___ PAGE EXTRACT
# Castlefield Basin culvert, Manchester, May 2016



## Black (May 19, 2016)

Last culvert along the Medlock before reaching the Irwell,
the culvert runs from Deansgate to Potato Wharf, passes beneath the canal basin.
Built about 1790, Consists of a 700yd brick arch with a single air shaft.
Theres a weir & well which allows excess water to discharge to the culvert.

entrance 
the water passes along a chute 



then drops through a plug






single air shaft, blocked by debris












exit



discharging of excess canal water 
weir 






well 






the now redundant winding equipment,
once used for opening & closing the sluice gates. 






thanks


----------



## smiler (May 19, 2016)

Culverts and drains have never bin of great interest to me, but seeing the reports and pics posted on our forum I'm beginning to see the fascination, I enjoyed your report and pics, and maybe you're not all nuts. Many Thanks


----------



## HughieD (May 19, 2016)

Bit different that. Good stuff...


----------



## Bones out (May 19, 2016)
______
___ DATASET EXCERPTS
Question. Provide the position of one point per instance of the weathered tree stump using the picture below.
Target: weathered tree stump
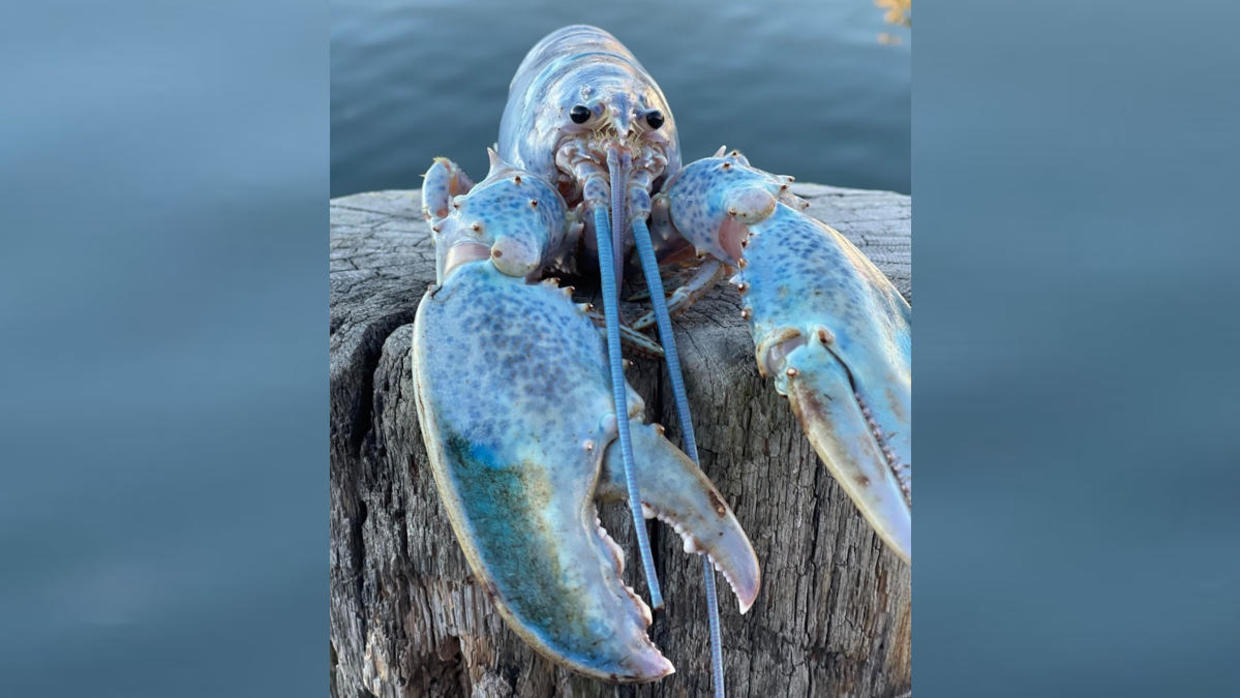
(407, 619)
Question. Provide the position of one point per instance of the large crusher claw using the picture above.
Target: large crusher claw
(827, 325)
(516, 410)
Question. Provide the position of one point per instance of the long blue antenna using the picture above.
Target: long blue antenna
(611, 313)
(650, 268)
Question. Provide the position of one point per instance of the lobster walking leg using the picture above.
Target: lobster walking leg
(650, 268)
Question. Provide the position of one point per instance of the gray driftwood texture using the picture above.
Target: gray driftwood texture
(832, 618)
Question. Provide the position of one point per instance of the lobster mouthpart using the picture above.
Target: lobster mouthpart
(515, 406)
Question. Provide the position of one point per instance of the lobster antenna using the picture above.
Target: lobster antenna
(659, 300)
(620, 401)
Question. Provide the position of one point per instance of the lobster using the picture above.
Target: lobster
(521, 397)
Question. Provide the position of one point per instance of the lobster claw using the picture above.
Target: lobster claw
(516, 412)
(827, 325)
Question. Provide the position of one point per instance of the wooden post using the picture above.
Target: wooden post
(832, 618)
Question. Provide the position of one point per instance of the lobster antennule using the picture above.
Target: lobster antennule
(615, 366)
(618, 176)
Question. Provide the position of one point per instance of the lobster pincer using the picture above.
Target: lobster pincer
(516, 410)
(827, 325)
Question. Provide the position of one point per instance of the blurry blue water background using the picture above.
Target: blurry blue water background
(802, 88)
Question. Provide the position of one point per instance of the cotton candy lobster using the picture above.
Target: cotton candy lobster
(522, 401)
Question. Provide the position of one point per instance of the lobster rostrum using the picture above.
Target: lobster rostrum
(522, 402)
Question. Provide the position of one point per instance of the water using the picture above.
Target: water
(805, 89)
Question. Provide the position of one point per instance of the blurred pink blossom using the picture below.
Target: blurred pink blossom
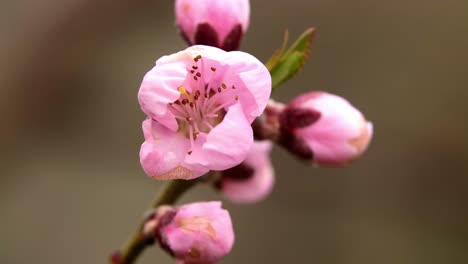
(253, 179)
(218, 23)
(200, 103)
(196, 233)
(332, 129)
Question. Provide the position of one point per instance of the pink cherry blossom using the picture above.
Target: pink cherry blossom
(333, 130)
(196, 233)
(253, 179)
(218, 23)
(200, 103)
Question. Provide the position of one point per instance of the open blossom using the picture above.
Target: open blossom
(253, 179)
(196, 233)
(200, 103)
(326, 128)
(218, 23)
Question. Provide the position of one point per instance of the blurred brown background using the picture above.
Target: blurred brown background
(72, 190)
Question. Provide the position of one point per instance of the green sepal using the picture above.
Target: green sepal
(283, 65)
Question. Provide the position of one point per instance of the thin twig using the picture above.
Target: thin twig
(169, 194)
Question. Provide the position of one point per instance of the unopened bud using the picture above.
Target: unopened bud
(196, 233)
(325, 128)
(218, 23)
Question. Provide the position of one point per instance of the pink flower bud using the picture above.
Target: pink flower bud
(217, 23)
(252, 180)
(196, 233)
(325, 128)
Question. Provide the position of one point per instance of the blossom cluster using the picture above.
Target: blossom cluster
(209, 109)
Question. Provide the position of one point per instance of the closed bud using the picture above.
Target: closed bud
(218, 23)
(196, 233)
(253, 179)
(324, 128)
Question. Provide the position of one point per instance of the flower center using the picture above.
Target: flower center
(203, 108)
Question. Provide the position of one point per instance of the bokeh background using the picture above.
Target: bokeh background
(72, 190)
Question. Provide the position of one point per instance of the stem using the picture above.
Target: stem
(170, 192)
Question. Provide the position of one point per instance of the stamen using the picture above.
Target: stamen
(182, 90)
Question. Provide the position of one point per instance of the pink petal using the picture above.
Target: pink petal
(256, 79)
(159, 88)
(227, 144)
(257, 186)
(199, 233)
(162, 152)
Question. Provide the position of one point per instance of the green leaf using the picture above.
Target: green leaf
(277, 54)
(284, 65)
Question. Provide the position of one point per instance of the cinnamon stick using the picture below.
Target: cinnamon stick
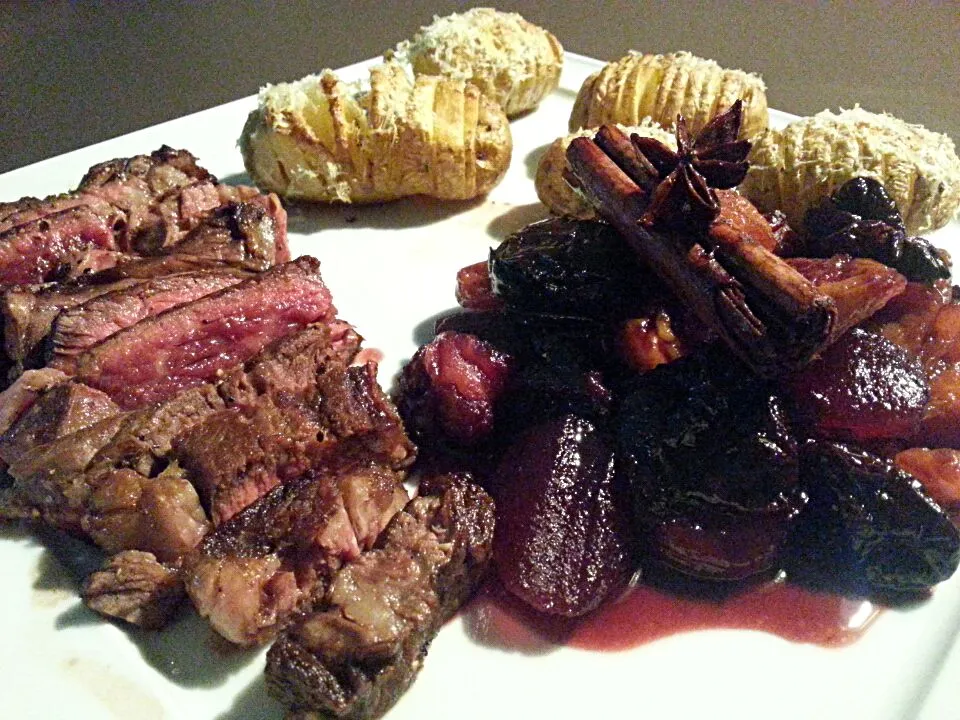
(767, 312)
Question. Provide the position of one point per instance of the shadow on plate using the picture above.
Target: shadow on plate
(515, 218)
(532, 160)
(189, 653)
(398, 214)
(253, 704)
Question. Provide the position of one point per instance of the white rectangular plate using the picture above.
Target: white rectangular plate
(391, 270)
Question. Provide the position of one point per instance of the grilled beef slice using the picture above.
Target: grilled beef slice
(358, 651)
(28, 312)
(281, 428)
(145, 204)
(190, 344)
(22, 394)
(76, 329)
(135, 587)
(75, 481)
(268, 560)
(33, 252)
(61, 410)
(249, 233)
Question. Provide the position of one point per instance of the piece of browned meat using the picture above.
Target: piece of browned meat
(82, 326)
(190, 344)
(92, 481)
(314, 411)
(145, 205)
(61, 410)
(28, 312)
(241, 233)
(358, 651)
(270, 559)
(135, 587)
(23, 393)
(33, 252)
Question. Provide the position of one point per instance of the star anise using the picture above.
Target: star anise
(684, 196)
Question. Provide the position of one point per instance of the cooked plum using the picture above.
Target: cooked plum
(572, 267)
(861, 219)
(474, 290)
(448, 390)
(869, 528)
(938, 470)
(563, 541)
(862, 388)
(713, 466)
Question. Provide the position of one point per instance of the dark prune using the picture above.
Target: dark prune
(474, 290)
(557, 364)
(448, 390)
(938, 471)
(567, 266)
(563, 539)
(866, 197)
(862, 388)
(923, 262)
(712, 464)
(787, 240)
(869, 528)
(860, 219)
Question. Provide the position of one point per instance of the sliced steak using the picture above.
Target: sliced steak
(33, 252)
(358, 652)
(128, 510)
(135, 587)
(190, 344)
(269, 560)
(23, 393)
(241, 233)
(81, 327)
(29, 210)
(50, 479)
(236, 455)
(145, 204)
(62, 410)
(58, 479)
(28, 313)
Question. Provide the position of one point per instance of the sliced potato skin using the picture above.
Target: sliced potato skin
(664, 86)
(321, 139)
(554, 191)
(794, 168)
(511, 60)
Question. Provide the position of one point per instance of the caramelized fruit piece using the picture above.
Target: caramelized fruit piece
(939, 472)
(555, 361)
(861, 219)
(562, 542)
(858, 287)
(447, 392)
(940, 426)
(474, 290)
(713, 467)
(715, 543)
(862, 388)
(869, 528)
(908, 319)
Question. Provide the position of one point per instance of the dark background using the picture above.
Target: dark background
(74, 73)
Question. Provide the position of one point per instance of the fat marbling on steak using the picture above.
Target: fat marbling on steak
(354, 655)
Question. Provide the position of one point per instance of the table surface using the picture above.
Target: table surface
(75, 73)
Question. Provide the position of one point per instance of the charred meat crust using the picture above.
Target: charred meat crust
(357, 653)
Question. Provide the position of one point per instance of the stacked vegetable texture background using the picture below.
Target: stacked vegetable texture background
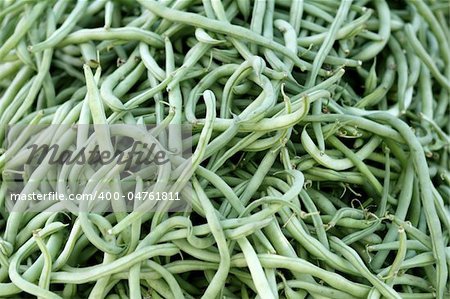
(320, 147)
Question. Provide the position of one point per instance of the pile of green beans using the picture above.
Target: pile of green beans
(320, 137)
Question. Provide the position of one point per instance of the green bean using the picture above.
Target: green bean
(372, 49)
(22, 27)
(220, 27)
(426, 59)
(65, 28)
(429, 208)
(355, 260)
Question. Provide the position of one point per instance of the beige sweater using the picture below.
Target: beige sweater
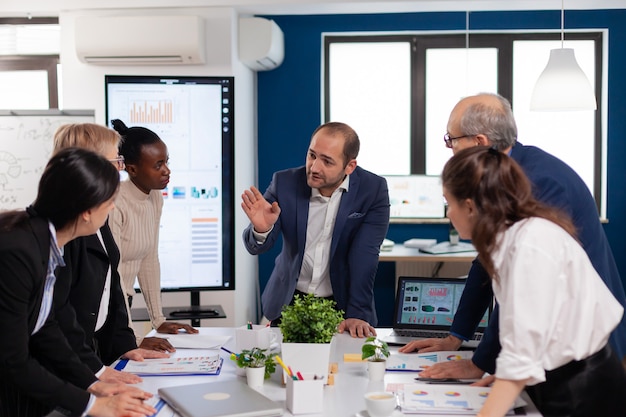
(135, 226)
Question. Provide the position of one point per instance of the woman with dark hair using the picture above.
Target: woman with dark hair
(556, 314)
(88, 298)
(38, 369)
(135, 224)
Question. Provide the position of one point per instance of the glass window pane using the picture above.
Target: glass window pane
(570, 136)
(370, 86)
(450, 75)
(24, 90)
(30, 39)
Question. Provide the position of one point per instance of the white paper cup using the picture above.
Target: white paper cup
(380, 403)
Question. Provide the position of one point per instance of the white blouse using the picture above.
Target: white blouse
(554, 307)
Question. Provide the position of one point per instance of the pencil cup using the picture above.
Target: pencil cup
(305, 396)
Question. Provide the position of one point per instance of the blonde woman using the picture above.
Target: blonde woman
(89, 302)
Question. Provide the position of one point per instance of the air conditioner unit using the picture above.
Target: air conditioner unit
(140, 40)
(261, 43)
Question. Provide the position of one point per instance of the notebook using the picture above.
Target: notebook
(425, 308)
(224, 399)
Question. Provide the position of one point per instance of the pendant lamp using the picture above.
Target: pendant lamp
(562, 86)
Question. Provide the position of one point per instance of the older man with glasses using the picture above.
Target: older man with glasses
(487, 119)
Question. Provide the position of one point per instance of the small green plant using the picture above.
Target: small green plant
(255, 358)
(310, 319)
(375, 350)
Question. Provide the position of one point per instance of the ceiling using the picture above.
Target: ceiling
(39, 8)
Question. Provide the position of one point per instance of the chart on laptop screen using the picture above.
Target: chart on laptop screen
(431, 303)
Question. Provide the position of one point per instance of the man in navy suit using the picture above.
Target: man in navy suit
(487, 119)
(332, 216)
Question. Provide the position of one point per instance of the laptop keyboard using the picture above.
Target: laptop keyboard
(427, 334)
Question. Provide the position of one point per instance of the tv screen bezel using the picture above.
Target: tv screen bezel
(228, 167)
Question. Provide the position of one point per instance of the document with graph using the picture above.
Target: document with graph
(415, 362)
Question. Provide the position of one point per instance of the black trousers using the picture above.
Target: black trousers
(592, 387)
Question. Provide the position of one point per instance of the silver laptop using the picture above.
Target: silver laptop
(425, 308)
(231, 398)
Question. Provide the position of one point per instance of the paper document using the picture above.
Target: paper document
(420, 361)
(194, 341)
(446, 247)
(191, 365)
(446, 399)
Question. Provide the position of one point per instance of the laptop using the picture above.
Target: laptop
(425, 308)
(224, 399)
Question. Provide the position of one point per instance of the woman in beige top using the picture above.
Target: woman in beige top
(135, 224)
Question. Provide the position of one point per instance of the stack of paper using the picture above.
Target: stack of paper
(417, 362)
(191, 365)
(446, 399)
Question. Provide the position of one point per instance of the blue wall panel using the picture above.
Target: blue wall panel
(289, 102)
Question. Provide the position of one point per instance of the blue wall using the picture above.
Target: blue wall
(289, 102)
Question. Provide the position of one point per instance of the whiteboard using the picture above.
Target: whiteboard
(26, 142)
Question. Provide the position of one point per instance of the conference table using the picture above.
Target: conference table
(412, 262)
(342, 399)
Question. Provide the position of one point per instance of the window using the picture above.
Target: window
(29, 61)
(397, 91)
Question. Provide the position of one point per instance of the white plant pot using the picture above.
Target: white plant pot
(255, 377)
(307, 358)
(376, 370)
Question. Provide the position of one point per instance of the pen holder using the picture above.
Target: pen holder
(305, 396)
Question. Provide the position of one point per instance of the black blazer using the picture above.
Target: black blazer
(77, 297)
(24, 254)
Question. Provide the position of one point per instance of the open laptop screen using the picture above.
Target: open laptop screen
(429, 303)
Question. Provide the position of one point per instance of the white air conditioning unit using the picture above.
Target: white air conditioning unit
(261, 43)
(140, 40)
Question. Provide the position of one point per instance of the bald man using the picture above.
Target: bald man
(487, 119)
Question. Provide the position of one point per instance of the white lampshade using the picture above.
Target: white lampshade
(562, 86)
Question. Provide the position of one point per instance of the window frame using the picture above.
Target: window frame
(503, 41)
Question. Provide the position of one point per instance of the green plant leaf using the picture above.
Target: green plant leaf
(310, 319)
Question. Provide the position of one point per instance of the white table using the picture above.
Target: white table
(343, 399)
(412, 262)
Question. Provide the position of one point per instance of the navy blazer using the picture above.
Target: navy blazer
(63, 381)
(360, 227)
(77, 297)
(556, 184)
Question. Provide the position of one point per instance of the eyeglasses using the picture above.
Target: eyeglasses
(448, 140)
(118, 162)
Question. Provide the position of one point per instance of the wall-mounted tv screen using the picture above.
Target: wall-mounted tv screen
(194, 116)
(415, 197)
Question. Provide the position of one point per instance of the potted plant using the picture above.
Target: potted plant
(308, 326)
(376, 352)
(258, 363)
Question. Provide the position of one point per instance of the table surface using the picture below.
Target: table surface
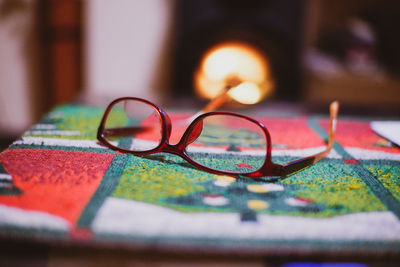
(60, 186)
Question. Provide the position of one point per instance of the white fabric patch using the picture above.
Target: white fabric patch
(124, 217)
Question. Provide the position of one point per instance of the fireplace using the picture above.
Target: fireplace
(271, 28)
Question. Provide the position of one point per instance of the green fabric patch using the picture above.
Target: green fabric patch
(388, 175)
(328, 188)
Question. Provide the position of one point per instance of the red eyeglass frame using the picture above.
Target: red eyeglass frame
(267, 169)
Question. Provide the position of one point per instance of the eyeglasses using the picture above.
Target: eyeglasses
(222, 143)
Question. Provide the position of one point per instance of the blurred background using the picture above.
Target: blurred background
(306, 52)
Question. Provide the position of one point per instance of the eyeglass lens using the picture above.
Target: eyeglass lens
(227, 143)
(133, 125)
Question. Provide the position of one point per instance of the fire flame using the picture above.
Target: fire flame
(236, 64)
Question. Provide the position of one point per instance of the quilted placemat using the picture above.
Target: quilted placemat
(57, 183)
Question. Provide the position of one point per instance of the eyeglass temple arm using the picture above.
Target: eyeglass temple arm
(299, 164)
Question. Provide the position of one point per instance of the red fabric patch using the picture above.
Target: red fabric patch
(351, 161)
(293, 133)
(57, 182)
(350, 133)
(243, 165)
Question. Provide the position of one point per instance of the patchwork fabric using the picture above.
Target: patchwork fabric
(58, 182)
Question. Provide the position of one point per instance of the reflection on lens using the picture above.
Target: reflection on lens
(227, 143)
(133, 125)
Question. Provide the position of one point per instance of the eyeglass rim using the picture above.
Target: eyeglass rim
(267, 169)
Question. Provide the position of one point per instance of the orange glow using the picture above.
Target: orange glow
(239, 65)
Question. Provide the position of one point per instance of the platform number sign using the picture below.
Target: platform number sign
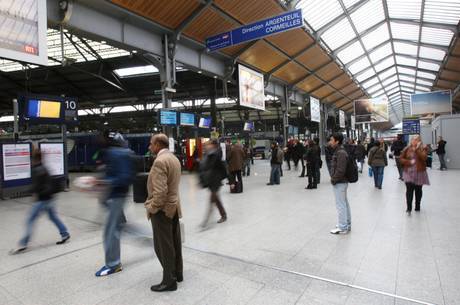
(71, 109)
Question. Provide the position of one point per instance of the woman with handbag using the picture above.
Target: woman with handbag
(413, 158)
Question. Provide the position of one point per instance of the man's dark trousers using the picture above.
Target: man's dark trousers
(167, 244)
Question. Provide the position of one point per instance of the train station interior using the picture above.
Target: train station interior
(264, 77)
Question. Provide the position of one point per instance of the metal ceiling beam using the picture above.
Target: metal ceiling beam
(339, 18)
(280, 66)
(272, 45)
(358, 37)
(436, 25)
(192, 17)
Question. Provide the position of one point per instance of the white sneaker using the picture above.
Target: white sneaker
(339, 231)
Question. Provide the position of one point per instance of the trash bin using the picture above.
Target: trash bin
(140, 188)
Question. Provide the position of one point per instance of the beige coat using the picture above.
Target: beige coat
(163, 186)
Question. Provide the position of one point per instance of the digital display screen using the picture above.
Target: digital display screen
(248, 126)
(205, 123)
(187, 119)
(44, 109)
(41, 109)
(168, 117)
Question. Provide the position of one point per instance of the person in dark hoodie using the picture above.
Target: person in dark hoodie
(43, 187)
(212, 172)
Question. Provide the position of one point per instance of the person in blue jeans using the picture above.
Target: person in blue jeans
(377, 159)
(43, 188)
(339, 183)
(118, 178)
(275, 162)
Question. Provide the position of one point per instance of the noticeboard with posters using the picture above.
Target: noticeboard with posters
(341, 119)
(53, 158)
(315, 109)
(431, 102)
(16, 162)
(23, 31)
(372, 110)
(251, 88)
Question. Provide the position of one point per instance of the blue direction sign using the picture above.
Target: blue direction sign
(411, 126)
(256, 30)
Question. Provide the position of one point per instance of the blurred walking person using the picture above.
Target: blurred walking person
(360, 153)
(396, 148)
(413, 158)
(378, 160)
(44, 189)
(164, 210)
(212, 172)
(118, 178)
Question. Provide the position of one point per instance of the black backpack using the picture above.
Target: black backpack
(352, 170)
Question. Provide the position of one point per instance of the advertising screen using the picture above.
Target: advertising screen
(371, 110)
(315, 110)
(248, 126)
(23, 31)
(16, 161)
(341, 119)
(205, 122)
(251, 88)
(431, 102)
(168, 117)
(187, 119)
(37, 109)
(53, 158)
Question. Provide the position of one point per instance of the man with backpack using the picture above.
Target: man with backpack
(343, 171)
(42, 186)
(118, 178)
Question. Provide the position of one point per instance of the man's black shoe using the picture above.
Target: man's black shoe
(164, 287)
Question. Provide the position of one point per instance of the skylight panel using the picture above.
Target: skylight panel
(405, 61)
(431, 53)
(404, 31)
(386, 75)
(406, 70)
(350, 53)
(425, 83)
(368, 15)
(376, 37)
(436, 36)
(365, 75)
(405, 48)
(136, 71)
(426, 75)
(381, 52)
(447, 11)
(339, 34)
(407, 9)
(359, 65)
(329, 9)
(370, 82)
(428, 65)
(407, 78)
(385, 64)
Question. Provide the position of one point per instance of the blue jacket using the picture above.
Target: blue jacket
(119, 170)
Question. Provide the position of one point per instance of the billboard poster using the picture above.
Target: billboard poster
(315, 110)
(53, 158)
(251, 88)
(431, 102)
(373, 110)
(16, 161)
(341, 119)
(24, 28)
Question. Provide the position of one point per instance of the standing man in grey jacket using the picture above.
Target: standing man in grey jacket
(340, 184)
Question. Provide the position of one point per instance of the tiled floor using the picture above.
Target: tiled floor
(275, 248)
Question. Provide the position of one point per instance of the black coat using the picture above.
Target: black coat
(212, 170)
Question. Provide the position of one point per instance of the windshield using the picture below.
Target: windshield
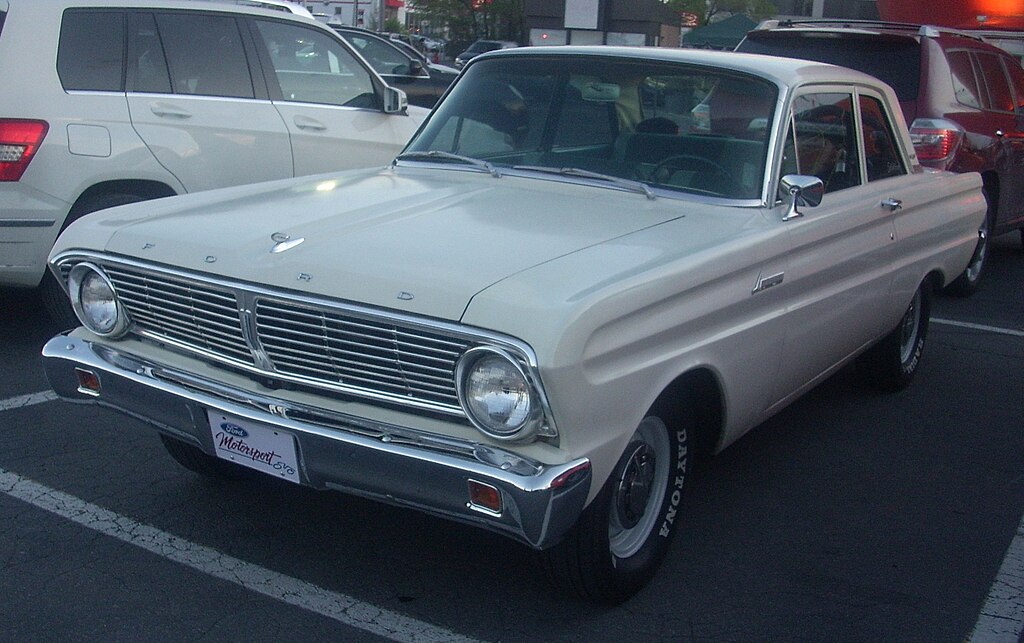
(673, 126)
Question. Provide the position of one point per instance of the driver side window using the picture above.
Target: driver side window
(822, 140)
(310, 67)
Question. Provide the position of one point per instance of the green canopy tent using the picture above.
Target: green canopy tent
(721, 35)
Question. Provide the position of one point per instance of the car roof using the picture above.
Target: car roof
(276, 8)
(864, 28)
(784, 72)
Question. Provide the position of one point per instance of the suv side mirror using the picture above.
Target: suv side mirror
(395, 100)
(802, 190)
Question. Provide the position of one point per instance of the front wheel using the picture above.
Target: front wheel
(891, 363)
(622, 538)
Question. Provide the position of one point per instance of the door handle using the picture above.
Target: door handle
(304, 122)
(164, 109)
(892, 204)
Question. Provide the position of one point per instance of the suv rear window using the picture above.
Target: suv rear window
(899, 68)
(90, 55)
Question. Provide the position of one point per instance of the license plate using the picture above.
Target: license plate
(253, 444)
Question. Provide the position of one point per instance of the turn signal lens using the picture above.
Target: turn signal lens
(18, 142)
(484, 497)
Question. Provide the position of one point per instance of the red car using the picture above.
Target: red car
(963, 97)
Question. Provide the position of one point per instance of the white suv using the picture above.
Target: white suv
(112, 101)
______
GOALS:
a) Copy the Castlefield Basin culvert thread from "Culverts and drains" to "HughieD (May 19, 2016)".
b) Pick up the Castlefield Basin culvert thread where it stops and keep it going.

RESULTS FOR EACH TASK:
a)
Culverts and drains have never bin of great interest to me, but seeing the reports and pics posted on our forum I'm beginning to see the fascination, I enjoyed your report and pics, and maybe you're not all nuts. Many Thanks


----------



## HughieD (May 19, 2016)

b)
Done 'well' with that one..... I've still yet to go draining.


----------



## krela (May 19, 2016)

That looks like a back breaker!


----------



## jsp77 (May 19, 2016)

thats a nice little report there, may have to venture underground again at some point.


----------



## oldscrote (May 19, 2016)

That looks in damn good nick for something built over 200 years ago,I wonder if anything we are building now will last as long?


----------



## Lavino (May 20, 2016)

M8ty  nice one


----------



## flyboys90 (May 20, 2016)

Smashing shots Black.There are a few overflows and weirs in my neck of the woods with all the canal systems running through here.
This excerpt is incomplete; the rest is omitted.